> Problem to work on:
Give the data again in full, with every character unchanged.

> Material for the task:
--- START ---
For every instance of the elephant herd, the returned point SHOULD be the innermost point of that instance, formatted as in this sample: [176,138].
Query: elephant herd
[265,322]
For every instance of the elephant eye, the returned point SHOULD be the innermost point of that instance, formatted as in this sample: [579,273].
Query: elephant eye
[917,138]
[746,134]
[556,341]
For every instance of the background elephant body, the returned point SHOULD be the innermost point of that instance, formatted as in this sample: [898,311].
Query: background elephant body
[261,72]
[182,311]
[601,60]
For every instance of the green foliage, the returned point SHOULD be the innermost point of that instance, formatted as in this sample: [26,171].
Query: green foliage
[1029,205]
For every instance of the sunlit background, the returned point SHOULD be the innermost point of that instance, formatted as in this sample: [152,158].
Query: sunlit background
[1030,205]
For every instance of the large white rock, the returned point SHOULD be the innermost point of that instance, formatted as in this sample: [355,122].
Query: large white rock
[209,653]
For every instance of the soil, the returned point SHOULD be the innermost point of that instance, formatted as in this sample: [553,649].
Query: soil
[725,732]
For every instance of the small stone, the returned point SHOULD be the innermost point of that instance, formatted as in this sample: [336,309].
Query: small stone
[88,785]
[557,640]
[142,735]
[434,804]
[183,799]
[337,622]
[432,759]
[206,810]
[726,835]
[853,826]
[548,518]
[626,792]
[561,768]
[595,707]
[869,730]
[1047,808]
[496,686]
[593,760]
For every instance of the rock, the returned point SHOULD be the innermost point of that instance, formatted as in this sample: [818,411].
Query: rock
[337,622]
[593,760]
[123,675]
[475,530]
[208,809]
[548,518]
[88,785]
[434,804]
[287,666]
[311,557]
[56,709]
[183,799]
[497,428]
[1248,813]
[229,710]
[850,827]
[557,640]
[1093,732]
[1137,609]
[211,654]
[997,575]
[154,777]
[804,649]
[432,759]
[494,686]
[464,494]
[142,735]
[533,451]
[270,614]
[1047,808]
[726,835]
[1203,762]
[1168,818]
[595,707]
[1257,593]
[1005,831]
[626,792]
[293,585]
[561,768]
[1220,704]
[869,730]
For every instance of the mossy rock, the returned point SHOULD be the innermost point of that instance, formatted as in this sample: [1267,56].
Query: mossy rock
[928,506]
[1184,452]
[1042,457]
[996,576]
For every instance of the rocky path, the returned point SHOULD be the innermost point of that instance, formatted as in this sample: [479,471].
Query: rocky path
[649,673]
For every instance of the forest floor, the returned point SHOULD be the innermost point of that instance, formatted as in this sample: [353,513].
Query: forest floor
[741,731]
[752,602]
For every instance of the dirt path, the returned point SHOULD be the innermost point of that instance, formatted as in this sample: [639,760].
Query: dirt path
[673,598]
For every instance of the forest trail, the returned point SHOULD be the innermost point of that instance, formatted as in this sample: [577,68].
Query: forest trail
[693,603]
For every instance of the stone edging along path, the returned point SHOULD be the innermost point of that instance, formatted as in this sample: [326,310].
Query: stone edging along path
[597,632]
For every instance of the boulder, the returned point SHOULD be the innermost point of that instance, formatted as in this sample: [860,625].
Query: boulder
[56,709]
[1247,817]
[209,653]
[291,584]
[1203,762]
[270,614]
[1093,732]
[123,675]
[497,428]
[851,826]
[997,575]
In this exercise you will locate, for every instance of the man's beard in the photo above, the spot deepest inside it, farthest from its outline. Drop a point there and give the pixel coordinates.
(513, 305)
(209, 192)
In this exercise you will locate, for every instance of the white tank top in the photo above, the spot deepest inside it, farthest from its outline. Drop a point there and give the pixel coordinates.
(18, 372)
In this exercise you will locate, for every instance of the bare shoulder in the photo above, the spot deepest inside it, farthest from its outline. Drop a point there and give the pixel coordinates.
--- END ---
> Your response:
For every instance of the elephant herd, the returned point SHOULD be the innermost point of that instance, formatted as in this sample: [176,138].
Query: elephant herd
[265,322]
For every instance of the elephant eye, the returned point SHOULD be the innermost point of that instance, formatted as in this sample: [579,273].
Query: elephant eye
[917,138]
[746,134]
[556,341]
For every instance of the background elephant body, the returned point SHOULD be the innermost point of that instance, formatted as in this sample: [898,311].
Query: background elephant body
[261,72]
[182,311]
[601,60]
For every instance of the green foliage, the returned point SHOULD be the innermost point of that instance, formatted as in this sample: [26,171].
Query: green foliage
[1029,205]
For every instance of the sunlit background, the returned point SHOULD be the innermost point of that instance, formatted as in this sample: [152,158].
Query: sunlit background
[1030,205]
For every instance of the large white rock, the returned point SHOULD be the innermost point of that instance, formatted as in this sample: [355,122].
Query: large white rock
[209,653]
For every instance of the soil, the returned point SHOULD be the innermost point of that instance, formatted as in this sample: [553,649].
Query: soil
[725,732]
For every instance of the small stone, the returned point SHOULD be the innermost point of that instance, formatted as in this sample: [336,309].
Query: small stone
[88,785]
[557,640]
[142,735]
[434,804]
[183,799]
[337,622]
[432,759]
[206,810]
[726,835]
[853,826]
[548,518]
[626,792]
[561,768]
[595,707]
[869,730]
[1047,808]
[496,686]
[593,760]
For every instance of the rock, the returned point SHOULD be the innermost point of that instance, formatted as in this sample: [818,411].
Query: rock
[337,622]
[593,760]
[123,675]
[475,530]
[208,809]
[548,518]
[88,785]
[434,804]
[287,666]
[311,557]
[56,709]
[183,799]
[497,428]
[1248,813]
[229,710]
[850,827]
[557,640]
[1093,732]
[1137,609]
[211,654]
[997,575]
[154,777]
[804,649]
[432,759]
[494,686]
[464,494]
[142,735]
[533,451]
[270,614]
[1047,808]
[726,835]
[1203,762]
[1168,818]
[595,707]
[1257,593]
[1005,831]
[626,792]
[293,585]
[561,768]
[1220,704]
[869,730]
For every instance of the mossy rock, the returned point SHOULD be the innermost point of that instance, formatted as in this sample: [1267,56].
Query: mossy rock
[928,506]
[1184,452]
[1042,457]
[996,576]
For every instance of the rocky path, the returned point SHOULD be the innermost point of that instance, formatted as in this sample: [479,471].
Query: rocky path
[649,673]
For every instance of the forest floor, the returned point SHOULD be the innermost point of that instance, formatted as in this sample: [353,513].
Query: forest floor
[741,731]
[752,602]
For every instance of the dirt path, the returned point SHOULD be the innermost point of that instance, formatted as in this sample: [639,760].
Query: dirt path
[673,598]
For every instance of the forest trail, the returned point SHOULD be the innermost point of that instance, formatted as in this sample: [577,68].
Query: forest trail
[693,603]
For every instance of the stone edging along path, the returned point SHOULD be the innermost point of that instance, formatted as in this sample: [326,310].
Query: stone edging along path
[597,632]
For every instance of the boulder, the returned point SHOULD be the innermost point of that instance, formatted as in this sample: [860,625].
Query: boulder
[56,709]
[1247,817]
[209,653]
[291,584]
[1203,762]
[270,614]
[1093,732]
[123,675]
[497,428]
[851,826]
[997,575]
In this exercise you will locate, for every instance of the man's beard in the photo above, the spot deepest inside it, farthest from its outline. Drop a point there and give the pixel coordinates.
(513, 305)
(209, 192)
In this exercise you will locate, for every instance of the white tank top in the photo above, the spot deepest inside it, farthest from its outline. Drop a point there and give the pixel coordinates.
(18, 372)
In this exercise you will locate, for every instance of the bare shoulder in the photo above, the spot deepest inside it, farthest from its outline. Drop a point there and give the pixel coordinates.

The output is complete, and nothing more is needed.